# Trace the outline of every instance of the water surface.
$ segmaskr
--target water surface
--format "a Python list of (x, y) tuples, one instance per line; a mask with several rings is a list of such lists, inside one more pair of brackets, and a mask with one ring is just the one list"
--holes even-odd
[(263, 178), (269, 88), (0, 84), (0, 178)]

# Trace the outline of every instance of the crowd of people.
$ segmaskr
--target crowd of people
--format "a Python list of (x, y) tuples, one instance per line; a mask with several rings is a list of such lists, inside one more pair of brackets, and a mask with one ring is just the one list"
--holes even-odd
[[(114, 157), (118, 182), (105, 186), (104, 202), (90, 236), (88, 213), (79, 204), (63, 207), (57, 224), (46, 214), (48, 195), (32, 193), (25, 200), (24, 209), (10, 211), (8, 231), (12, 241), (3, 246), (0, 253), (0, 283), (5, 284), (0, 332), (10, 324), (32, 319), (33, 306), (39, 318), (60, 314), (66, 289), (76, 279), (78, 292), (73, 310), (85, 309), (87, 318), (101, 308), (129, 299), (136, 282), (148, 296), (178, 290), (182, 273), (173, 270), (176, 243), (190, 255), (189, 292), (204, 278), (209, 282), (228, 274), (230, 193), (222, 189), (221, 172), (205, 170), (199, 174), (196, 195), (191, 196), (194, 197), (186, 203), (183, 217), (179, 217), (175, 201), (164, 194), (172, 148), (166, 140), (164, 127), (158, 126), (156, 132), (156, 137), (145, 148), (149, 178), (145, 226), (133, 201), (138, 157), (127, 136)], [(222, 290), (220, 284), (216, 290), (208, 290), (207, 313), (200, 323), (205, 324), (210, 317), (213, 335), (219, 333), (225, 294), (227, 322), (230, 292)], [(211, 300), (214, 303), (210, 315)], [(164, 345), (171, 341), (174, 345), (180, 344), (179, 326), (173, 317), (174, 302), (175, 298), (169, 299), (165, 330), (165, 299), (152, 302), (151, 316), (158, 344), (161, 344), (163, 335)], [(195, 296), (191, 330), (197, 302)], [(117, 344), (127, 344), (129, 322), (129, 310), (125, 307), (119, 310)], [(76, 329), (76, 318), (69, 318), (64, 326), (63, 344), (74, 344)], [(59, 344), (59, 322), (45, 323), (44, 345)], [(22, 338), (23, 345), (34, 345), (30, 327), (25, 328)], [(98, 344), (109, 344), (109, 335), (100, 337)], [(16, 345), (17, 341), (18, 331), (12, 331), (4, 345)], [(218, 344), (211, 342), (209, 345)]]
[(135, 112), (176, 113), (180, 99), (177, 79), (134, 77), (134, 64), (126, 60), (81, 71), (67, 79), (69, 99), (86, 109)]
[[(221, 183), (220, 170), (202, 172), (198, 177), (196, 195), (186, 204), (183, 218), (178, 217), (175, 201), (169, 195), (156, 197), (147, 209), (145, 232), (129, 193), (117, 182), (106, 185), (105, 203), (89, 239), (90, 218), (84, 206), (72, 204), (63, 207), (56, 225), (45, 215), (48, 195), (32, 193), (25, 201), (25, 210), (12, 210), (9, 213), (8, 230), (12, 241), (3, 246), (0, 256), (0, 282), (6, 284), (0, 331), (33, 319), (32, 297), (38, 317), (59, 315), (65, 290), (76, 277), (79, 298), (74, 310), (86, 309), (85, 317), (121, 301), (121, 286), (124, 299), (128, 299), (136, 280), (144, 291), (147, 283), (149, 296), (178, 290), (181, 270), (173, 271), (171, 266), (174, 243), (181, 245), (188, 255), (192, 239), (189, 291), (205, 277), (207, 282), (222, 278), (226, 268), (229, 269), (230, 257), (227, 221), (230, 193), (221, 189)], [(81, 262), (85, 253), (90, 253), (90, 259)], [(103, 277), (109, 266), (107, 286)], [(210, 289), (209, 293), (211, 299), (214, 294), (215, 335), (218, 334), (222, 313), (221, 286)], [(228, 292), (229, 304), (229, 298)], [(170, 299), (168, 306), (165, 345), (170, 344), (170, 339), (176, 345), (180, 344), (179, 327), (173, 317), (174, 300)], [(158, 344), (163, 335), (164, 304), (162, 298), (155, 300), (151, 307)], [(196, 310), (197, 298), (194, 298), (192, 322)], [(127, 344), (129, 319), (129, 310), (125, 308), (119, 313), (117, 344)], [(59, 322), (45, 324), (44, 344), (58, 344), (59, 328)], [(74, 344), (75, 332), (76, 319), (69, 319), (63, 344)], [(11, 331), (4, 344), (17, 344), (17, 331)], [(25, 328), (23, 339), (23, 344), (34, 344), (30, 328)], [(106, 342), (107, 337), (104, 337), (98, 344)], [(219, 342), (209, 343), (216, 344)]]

##############################

TASK TO CARRY OUT: Copy all the records above line for line, changing nothing.

EXPECTED ANSWER:
# Trace the outline of every instance of the water surface.
$ segmaskr
--target water surface
--format "a Python list of (x, y) tuples, one instance per line; a mask with several rings is a list of such lists, inside one more pair of brackets, and a mask with one ring is just the one list"
--holes even-odd
[(263, 178), (269, 88), (0, 84), (0, 178)]

# Trace the outline of every instance of the crowd of people.
$ segmaskr
--target crowd of people
--format "a Python list of (x, y) tuples, one instance per line; a mask with several rings is a list of such lists, inside one more pair of brackets, and a mask with one ring is just the one list"
--holes even-odd
[[(114, 157), (118, 182), (105, 186), (104, 202), (90, 236), (88, 213), (79, 204), (63, 207), (57, 224), (46, 214), (48, 195), (32, 193), (25, 200), (24, 209), (10, 211), (8, 231), (12, 241), (3, 246), (0, 253), (0, 283), (5, 284), (0, 332), (10, 324), (32, 319), (33, 306), (39, 318), (60, 314), (66, 289), (76, 279), (78, 292), (73, 310), (85, 309), (87, 318), (101, 308), (129, 299), (136, 282), (148, 296), (178, 290), (182, 273), (173, 270), (176, 243), (190, 255), (189, 292), (204, 278), (209, 282), (228, 274), (230, 193), (222, 189), (221, 172), (205, 170), (199, 174), (196, 195), (191, 196), (194, 197), (186, 203), (183, 217), (179, 217), (175, 201), (164, 194), (172, 148), (166, 140), (164, 127), (158, 126), (156, 132), (156, 137), (145, 148), (149, 178), (145, 226), (133, 201), (138, 157), (127, 136)], [(222, 290), (220, 284), (216, 290), (208, 290), (207, 313), (200, 323), (205, 324), (210, 317), (213, 335), (219, 333), (225, 294), (227, 322), (230, 292)], [(211, 300), (214, 303), (210, 315)], [(164, 345), (171, 341), (174, 345), (180, 344), (179, 326), (173, 317), (174, 302), (175, 298), (169, 299), (165, 330), (165, 299), (152, 302), (151, 316), (158, 344), (161, 344), (163, 335)], [(195, 296), (191, 330), (197, 302)], [(117, 344), (127, 344), (129, 322), (129, 310), (125, 307), (119, 310)], [(76, 329), (76, 318), (69, 318), (64, 326), (63, 344), (74, 344)], [(59, 344), (59, 322), (45, 323), (44, 345)], [(22, 338), (23, 345), (34, 345), (30, 327), (25, 328)], [(98, 344), (109, 344), (109, 335), (100, 337)], [(16, 345), (17, 341), (18, 331), (12, 331), (4, 345)], [(218, 344), (211, 342), (209, 345)]]
[(135, 112), (176, 113), (180, 99), (177, 79), (134, 77), (134, 64), (126, 60), (81, 71), (67, 79), (69, 99), (86, 109)]
[[(221, 183), (220, 170), (202, 172), (198, 177), (196, 195), (186, 204), (183, 218), (178, 217), (175, 201), (169, 195), (156, 197), (147, 209), (145, 232), (129, 193), (117, 182), (106, 185), (105, 203), (89, 239), (90, 218), (84, 206), (72, 204), (63, 207), (56, 225), (45, 215), (48, 195), (32, 193), (25, 201), (25, 210), (12, 210), (9, 213), (8, 230), (12, 241), (3, 246), (0, 256), (0, 282), (6, 284), (0, 331), (33, 319), (32, 297), (38, 317), (59, 315), (65, 290), (76, 277), (79, 298), (74, 310), (86, 309), (85, 317), (121, 301), (121, 286), (124, 299), (128, 299), (136, 280), (144, 291), (147, 283), (149, 296), (178, 290), (181, 270), (173, 271), (171, 266), (174, 243), (181, 245), (188, 255), (192, 239), (189, 291), (205, 277), (207, 282), (222, 278), (226, 268), (229, 269), (230, 257), (227, 221), (230, 193), (221, 189)], [(81, 262), (85, 253), (90, 253), (90, 259)], [(103, 277), (109, 266), (107, 286)], [(210, 289), (209, 293), (211, 299), (214, 294), (215, 335), (218, 334), (222, 313), (221, 286)], [(228, 292), (229, 304), (229, 298)], [(170, 299), (168, 306), (165, 345), (170, 344), (170, 339), (176, 345), (180, 344), (179, 327), (173, 317), (174, 300)], [(158, 344), (163, 335), (164, 304), (162, 298), (155, 300), (151, 307)], [(196, 310), (197, 298), (194, 298), (192, 322)], [(127, 344), (129, 319), (129, 310), (125, 308), (119, 313), (117, 344)], [(59, 322), (45, 324), (44, 344), (58, 344), (59, 328)], [(74, 344), (75, 332), (76, 319), (69, 319), (63, 344)], [(11, 331), (4, 344), (17, 344), (17, 331)], [(25, 328), (23, 339), (23, 344), (34, 344), (30, 328)], [(106, 342), (107, 337), (104, 337), (98, 344)], [(219, 342), (209, 343), (216, 344)]]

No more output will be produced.